>>

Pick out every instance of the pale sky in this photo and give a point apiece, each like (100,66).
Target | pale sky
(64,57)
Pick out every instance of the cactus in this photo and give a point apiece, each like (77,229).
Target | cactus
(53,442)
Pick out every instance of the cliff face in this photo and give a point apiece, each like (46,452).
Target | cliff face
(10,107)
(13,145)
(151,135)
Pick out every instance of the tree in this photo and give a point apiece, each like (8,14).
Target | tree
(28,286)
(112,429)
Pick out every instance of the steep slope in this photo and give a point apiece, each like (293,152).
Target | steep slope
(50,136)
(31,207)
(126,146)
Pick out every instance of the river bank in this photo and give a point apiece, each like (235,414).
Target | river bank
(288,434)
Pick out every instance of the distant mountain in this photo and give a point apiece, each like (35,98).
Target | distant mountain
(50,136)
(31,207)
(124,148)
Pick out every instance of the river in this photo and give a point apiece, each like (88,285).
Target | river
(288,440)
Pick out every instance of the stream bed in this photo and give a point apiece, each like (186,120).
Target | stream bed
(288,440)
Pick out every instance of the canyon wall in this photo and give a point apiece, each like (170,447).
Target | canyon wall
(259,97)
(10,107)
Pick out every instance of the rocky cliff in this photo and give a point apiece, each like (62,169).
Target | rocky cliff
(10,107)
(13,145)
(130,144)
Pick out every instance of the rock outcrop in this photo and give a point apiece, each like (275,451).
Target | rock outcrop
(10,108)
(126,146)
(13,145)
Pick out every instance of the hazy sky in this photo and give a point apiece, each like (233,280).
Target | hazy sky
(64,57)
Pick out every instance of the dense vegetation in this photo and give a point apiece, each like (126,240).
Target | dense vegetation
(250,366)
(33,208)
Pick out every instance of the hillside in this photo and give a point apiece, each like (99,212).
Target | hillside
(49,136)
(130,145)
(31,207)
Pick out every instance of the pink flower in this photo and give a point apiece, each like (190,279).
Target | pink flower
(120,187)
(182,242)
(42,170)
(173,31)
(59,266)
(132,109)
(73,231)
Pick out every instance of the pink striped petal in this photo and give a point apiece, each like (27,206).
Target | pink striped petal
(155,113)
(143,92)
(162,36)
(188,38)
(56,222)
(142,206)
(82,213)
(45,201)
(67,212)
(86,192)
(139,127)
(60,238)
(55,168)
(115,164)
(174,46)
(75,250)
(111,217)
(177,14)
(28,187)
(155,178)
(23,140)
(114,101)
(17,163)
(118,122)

<<

What is expected: Format all of the lines above as a JSON list of strings, one string per line, leaving out any blank lines.

The response:
[
  "Pick out every instance of the pale sky in this photo and give a point apiece, each like (100,66).",
  "Target | pale sky",
  "(64,57)",
  "Pick out every instance of the cactus in this photo and give a point apiece, each like (77,229).",
  "Target | cactus",
  "(53,442)",
  "Pick out every instance of the cliff face in this photo and give a point apiece, each like (46,452).",
  "Target | cliff face",
  "(10,107)",
  "(13,145)",
  "(151,135)",
  "Pick out every instance of the tree in this photo and give a point apiece, each like (8,14).",
  "Target | tree",
  "(28,286)",
  "(112,429)",
  "Pick out every instance of the steep slope in this photo and give a point apiece, each like (293,152).",
  "Target | steep slope",
  "(50,136)",
  "(31,207)",
  "(126,146)",
  "Pick out every instance of the river bank in this photo and give a point apiece, each like (235,414).",
  "Target | river bank",
  "(288,434)",
  "Pick out every instance of the distant mountain in this photo and give a point apiece, each like (35,98).",
  "Target | distant mountain",
  "(50,136)",
  "(31,207)",
  "(124,148)",
  "Pick out every instance of the river in this photo and give a point apiece, each like (88,285).",
  "Target | river",
  "(288,440)",
  "Pick out every instance of the stream bed in this photo and give a point apiece, each like (186,120).",
  "Target | stream bed",
  "(288,440)",
  "Pick out every instance of the canyon wall in this photo and give a point apiece, each like (170,447).",
  "Target | canyon wall",
  "(259,97)",
  "(10,107)",
  "Pick out every instance of the rocky cliff in this photo and give a point apiece, each like (62,169).",
  "Target | rocky cliff",
  "(10,107)",
  "(13,145)",
  "(130,144)",
  "Pick out every instance of the rock outcrop in this photo and give a point apiece, each like (275,451).",
  "Target | rock outcrop",
  "(10,108)",
  "(126,146)",
  "(13,145)",
  "Pick out every instance of the hazy sky in this photo and give a point apiece, each like (233,280).",
  "Target | hazy sky",
  "(64,57)",
  "Pick out every instance of the dense vegetation in this photo and give a point apiece, each like (126,240).",
  "Target | dense vegetation",
  "(250,366)",
  "(33,208)",
  "Pick out every instance of the hillside in this photo and give a point apiece, each like (99,212).",
  "Target | hillside",
  "(49,136)",
  "(130,145)",
  "(31,207)",
  "Pick out every instance of the pink flower in this photo and give a point apiece, each like (190,279).",
  "Target | pink flower",
  "(120,187)",
  "(182,242)",
  "(42,170)",
  "(173,31)",
  "(59,266)",
  "(132,109)",
  "(73,231)",
  "Pick out every instance of the pink striped petal in this photo and give a point apiece, each like (27,206).",
  "Target | pink striped petal",
  "(155,113)",
  "(143,92)",
  "(162,36)",
  "(188,38)",
  "(56,222)",
  "(142,206)",
  "(82,213)",
  "(45,201)",
  "(67,212)",
  "(86,192)",
  "(139,127)",
  "(60,238)",
  "(55,168)",
  "(115,164)",
  "(174,46)",
  "(75,250)",
  "(111,217)",
  "(177,14)",
  "(28,187)",
  "(155,178)",
  "(23,140)",
  "(114,101)",
  "(17,163)",
  "(118,122)"
]